### THE TASK
Identify each line in the listing below that contains the string "building" and copy those lines out. The match is case-sensitive.
** Start **
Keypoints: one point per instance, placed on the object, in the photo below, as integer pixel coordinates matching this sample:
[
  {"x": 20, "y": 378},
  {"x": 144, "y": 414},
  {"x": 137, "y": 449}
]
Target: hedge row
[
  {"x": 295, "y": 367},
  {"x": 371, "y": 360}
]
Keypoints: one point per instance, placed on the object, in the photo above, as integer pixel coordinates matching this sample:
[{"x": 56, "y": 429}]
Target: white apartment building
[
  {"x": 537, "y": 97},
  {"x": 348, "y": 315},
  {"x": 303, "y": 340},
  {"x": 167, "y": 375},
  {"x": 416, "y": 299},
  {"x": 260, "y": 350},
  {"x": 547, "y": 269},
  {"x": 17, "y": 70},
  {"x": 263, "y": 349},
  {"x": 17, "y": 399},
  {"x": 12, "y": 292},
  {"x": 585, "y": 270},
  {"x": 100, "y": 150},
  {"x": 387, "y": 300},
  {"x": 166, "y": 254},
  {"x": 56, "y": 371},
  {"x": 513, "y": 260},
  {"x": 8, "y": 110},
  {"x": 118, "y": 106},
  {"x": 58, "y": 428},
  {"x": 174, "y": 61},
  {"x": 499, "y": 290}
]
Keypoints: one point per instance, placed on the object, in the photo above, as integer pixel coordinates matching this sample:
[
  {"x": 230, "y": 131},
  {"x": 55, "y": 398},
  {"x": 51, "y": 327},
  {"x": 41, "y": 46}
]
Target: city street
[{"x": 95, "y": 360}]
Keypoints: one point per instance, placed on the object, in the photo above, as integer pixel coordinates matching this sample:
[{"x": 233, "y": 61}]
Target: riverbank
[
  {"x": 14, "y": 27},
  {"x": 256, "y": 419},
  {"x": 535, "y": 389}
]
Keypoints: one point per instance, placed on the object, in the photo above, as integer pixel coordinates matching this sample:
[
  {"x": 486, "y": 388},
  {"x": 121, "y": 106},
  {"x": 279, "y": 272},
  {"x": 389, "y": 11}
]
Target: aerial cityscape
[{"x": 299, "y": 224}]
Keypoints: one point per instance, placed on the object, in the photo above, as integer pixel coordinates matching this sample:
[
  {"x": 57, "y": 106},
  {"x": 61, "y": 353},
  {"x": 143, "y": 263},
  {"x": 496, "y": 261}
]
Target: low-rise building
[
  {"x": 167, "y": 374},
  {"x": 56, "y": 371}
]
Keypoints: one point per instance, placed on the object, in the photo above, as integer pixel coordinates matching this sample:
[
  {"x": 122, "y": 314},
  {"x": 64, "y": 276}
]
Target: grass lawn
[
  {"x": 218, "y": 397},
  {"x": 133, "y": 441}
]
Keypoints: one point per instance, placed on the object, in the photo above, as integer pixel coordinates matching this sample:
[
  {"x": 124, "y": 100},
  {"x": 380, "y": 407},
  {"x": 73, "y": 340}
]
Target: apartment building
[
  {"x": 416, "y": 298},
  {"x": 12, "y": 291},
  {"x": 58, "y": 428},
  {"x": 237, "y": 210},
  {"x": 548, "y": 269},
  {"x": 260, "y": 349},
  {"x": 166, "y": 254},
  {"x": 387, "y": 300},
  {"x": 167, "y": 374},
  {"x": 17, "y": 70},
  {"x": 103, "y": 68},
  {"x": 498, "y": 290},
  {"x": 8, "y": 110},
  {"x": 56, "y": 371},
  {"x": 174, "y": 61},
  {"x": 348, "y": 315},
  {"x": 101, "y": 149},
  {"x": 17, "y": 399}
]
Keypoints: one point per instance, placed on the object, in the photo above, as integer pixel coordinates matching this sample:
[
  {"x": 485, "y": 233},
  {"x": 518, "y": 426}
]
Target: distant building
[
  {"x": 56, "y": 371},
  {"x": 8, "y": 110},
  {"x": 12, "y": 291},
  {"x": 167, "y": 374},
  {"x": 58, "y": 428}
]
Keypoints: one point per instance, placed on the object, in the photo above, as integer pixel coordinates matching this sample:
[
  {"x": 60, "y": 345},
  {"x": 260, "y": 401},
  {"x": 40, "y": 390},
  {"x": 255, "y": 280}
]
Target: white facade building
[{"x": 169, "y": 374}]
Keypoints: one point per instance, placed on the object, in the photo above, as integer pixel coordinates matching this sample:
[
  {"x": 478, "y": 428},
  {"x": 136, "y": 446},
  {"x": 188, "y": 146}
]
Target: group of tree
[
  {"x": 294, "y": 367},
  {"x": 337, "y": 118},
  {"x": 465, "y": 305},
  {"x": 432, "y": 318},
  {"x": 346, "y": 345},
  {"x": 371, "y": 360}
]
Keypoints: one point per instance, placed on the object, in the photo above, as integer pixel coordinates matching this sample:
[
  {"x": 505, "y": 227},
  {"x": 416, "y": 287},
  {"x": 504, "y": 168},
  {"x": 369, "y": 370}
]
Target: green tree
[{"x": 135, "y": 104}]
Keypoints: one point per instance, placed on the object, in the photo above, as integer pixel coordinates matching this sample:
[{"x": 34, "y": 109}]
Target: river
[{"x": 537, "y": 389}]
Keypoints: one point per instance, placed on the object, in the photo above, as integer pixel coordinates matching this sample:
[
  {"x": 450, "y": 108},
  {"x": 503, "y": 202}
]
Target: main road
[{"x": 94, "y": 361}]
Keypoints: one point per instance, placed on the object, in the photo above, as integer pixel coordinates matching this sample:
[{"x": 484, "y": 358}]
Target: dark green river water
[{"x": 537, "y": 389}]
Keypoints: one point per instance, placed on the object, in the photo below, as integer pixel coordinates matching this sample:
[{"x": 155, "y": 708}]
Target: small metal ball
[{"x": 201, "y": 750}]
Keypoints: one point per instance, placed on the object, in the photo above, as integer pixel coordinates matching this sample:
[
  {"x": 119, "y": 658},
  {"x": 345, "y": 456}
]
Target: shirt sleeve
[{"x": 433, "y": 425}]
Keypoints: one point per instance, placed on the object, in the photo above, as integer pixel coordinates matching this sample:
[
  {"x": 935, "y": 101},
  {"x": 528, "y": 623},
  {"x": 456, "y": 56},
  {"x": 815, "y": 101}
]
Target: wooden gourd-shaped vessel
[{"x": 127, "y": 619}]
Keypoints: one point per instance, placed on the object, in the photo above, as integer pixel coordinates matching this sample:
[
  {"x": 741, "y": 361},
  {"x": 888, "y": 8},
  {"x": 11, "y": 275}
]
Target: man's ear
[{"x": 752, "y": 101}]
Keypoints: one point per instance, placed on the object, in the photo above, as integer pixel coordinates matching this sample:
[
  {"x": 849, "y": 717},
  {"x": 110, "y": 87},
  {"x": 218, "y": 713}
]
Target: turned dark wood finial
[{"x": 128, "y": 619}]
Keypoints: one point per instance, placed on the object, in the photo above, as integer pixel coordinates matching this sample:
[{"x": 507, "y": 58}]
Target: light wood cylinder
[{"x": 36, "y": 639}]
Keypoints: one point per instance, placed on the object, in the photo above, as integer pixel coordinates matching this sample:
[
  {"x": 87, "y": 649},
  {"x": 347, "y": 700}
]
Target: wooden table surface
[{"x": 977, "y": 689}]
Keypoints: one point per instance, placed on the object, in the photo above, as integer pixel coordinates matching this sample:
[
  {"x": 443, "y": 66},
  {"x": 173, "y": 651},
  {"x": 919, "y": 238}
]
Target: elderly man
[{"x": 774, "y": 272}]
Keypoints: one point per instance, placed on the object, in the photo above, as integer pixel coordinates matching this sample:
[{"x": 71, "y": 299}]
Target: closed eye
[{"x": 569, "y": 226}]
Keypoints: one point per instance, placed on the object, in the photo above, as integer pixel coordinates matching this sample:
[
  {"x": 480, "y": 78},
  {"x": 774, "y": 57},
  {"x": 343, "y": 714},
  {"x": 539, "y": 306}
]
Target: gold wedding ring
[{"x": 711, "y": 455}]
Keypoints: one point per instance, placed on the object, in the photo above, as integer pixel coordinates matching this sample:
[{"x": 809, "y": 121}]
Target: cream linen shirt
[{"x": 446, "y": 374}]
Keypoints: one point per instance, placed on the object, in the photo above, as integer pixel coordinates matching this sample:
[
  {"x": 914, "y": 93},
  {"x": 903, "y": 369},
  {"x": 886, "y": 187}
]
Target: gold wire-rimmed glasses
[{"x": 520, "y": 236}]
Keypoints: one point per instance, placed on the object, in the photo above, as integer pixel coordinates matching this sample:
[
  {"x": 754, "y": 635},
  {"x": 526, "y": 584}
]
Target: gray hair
** End **
### EXERCISE ANSWER
Target: white apartment building
Target: low-rise building
Target: apartment building
Target: distant building
Target: white facade building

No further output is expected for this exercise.